▶ _Task requirements_: Rewrite the rows below as a numbered list, leaving out any blank lines.

-------- Record extracts --------

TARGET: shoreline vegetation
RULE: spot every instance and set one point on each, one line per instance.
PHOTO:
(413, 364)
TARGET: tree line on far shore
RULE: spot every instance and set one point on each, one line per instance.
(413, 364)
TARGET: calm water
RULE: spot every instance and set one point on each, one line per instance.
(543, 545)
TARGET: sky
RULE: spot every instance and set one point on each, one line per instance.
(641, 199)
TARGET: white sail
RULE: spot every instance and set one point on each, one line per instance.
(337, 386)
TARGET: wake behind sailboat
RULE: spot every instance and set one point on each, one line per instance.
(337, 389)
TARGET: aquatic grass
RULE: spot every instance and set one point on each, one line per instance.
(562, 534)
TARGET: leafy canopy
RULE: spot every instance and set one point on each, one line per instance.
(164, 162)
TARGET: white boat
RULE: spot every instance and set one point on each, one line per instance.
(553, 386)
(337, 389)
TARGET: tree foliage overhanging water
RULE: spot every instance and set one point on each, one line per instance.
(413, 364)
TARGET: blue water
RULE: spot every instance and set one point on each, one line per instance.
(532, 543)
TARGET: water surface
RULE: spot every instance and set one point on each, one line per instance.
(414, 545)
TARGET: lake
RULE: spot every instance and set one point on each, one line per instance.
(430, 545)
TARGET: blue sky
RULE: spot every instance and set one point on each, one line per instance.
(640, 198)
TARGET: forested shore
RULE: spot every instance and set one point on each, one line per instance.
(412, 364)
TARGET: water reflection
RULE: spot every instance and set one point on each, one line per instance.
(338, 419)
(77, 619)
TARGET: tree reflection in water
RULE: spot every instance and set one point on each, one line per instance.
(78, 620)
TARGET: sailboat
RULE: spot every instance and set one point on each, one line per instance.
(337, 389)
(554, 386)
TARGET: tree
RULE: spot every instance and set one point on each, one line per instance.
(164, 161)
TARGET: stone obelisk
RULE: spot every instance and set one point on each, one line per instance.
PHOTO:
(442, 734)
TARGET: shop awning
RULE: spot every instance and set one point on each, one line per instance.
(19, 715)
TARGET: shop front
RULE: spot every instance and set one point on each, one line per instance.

--------

▶ _Output for this task_:
1. TARGET: shoreline vegetation
2. RULE: spot every instance and set one point on each, one line per instance.
3. PHOTO:
4. (413, 364)
5. TARGET: tree line on far shore
6. RULE: spot every instance and set one point on each, one line per instance.
7. (413, 364)
8. TARGET: calm water
9. RULE: spot every instance and set one point on each, one line per instance.
10. (543, 545)
11. TARGET: sky
12. RULE: spot every instance and set one point on each, one line per instance.
13. (641, 199)
14. TARGET: white sail
15. RULE: spot every instance and set one point on each, one line per instance.
16. (337, 386)
17. TARGET: wake behind sailboat
18. RULE: spot every instance and set one point on each, one line per instance.
19. (337, 389)
20. TARGET: aquatic grass
21. RULE: spot every instance and set one point on each, one line per instance.
22. (562, 534)
23. TARGET: leafy canopy
24. RULE: spot every instance and set one point on each, one line per instance.
25. (164, 162)
26. TARGET: white boat
27. RULE: spot every instance and set one point on each, one line per instance.
28. (553, 386)
29. (337, 389)
30. TARGET: tree foliage overhanging water
31. RULE: spot every instance and set one point on each, one line per instance.
32. (413, 364)
33. TARGET: blue water
34. RULE: spot every instance and set one point on each, one line per instance.
35. (532, 543)
36. TARGET: water surface
37. RULE: spot every instance and set one point on each, one line per instance.
38. (414, 545)
39. TARGET: lake
40. RULE: spot every instance and set one point on each, one line per instance.
41. (430, 545)
42. TARGET: blue sky
43. RULE: spot every instance and set one point on each, one line per instance.
44. (640, 198)
45. TARGET: forested shore
46. RULE: spot every instance and set one point on each, one line per instance.
47. (412, 364)
48. TARGET: water reflection
49. RULE: spot every instance and set one point on each, one line per instance.
50. (338, 419)
51. (77, 619)
52. TARGET: tree reflection in water
53. RULE: spot every instance and set one point on each, one line per instance.
54. (78, 620)
55. TARGET: sailboat
56. RULE: spot every instance and set one point on each, one line per instance.
57. (337, 389)
58. (554, 386)
59. TARGET: tree
60. RULE: spot every instance and set one point on each, one line per instance.
61. (164, 161)
62. TARGET: stone obelisk
63. RULE: spot every instance and set one point on each, one line per instance.
64. PHOTO:
65. (442, 734)
66. TARGET: shop awning
67. RULE: spot every instance and set one point on each, one line per instance.
68. (19, 715)
69. TARGET: shop front
70. RULE: spot every instance and set one point on each, one line per instance.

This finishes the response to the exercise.